- [What is expected]
Report every line in the rows below that contains the string "grain", copying each such line in full.

- [Task data]

··········

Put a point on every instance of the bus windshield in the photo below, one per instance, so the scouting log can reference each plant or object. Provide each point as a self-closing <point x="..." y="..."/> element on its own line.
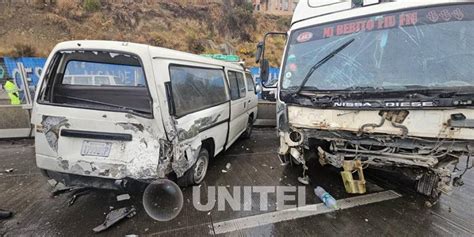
<point x="428" y="47"/>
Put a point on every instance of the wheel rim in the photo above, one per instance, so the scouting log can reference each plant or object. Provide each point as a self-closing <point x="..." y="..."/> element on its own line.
<point x="200" y="169"/>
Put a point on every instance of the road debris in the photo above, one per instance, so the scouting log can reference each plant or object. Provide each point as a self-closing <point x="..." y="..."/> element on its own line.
<point x="123" y="197"/>
<point x="5" y="214"/>
<point x="115" y="216"/>
<point x="78" y="193"/>
<point x="304" y="180"/>
<point x="327" y="199"/>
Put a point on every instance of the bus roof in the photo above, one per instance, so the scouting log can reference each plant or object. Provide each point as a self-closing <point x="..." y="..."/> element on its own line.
<point x="308" y="9"/>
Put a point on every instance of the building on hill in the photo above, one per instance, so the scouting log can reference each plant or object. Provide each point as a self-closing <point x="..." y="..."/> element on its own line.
<point x="280" y="7"/>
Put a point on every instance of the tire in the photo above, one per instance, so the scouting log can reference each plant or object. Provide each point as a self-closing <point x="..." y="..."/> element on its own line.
<point x="248" y="130"/>
<point x="196" y="174"/>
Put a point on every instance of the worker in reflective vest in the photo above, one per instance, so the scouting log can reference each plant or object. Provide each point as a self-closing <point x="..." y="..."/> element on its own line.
<point x="12" y="91"/>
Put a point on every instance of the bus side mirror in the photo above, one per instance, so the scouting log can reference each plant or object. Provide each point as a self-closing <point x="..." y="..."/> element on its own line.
<point x="259" y="52"/>
<point x="258" y="89"/>
<point x="260" y="58"/>
<point x="264" y="71"/>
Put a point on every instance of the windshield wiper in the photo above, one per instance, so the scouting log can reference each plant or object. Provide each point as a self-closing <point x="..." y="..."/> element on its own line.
<point x="321" y="62"/>
<point x="106" y="104"/>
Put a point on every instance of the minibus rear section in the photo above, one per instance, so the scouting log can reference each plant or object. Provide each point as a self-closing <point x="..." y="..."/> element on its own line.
<point x="97" y="130"/>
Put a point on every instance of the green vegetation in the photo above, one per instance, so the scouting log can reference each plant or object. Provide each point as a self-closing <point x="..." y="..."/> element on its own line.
<point x="92" y="5"/>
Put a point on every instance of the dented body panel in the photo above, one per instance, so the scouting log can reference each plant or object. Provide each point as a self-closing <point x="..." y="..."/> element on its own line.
<point x="361" y="87"/>
<point x="113" y="133"/>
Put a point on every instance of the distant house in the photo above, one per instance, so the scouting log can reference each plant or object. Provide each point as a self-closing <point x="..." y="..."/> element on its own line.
<point x="279" y="7"/>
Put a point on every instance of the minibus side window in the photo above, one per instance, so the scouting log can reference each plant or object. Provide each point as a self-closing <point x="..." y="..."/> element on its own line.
<point x="195" y="88"/>
<point x="234" y="86"/>
<point x="99" y="80"/>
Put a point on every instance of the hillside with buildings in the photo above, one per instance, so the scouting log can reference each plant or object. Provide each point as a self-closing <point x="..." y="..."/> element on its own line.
<point x="33" y="27"/>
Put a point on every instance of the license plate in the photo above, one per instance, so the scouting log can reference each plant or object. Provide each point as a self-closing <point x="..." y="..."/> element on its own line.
<point x="90" y="148"/>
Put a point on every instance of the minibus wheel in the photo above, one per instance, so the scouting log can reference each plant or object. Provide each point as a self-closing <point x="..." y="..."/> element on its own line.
<point x="197" y="173"/>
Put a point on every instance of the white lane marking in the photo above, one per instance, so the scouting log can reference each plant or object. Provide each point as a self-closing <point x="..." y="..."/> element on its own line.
<point x="299" y="212"/>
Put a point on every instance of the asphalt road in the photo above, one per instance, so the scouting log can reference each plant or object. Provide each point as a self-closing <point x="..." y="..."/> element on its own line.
<point x="253" y="163"/>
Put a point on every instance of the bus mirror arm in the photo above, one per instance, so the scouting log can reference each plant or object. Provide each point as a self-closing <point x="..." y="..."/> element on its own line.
<point x="260" y="58"/>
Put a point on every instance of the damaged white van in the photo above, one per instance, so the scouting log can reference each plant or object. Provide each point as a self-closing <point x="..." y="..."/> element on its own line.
<point x="157" y="113"/>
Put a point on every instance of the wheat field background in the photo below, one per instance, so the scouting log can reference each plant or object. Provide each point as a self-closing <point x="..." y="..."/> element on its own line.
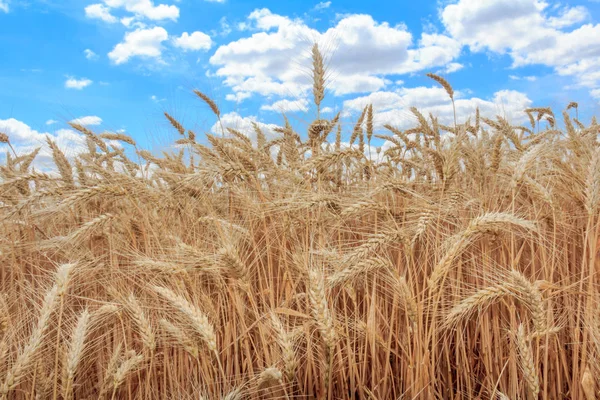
<point x="459" y="263"/>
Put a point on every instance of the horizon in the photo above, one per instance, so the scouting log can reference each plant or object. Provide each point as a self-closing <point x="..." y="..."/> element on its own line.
<point x="117" y="65"/>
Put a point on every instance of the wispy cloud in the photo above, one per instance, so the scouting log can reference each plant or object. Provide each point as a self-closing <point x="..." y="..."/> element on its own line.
<point x="78" y="84"/>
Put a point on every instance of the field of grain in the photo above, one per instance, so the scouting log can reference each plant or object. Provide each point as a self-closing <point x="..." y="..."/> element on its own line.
<point x="458" y="263"/>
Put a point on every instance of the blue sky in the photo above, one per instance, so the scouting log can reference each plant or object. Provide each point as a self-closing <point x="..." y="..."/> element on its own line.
<point x="117" y="65"/>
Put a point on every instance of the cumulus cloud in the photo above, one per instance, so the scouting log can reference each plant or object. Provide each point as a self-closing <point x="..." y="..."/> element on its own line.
<point x="24" y="139"/>
<point x="362" y="52"/>
<point x="286" y="105"/>
<point x="90" y="55"/>
<point x="146" y="9"/>
<point x="101" y="12"/>
<point x="77" y="84"/>
<point x="195" y="41"/>
<point x="243" y="125"/>
<point x="530" y="34"/>
<point x="393" y="107"/>
<point x="139" y="43"/>
<point x="88" y="120"/>
<point x="526" y="78"/>
<point x="322" y="5"/>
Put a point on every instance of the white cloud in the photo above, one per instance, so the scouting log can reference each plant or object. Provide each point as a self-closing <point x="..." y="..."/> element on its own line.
<point x="529" y="33"/>
<point x="225" y="27"/>
<point x="90" y="55"/>
<point x="146" y="9"/>
<point x="78" y="84"/>
<point x="286" y="105"/>
<point x="569" y="17"/>
<point x="360" y="53"/>
<point x="24" y="139"/>
<point x="196" y="41"/>
<point x="126" y="21"/>
<point x="87" y="120"/>
<point x="141" y="42"/>
<point x="453" y="67"/>
<point x="394" y="107"/>
<point x="100" y="11"/>
<point x="322" y="5"/>
<point x="527" y="78"/>
<point x="244" y="125"/>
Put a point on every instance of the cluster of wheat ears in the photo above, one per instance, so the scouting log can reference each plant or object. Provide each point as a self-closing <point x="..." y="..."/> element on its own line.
<point x="461" y="262"/>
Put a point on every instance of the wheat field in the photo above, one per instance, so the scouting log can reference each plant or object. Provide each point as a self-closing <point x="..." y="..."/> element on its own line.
<point x="458" y="263"/>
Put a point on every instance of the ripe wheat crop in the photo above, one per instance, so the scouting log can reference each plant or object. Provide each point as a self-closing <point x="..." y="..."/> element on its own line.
<point x="459" y="262"/>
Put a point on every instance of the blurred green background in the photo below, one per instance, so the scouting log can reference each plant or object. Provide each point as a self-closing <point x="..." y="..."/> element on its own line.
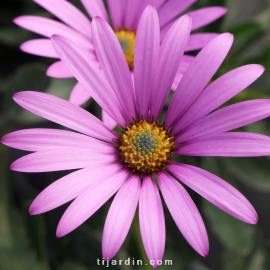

··········

- [Result for this exercise]
Put a point on every instance of the field of grain in the photo above, one per instance, so the scouting log can reference each plant or object. Provide each point as a self-closing <point x="..." y="..."/> element on its own line.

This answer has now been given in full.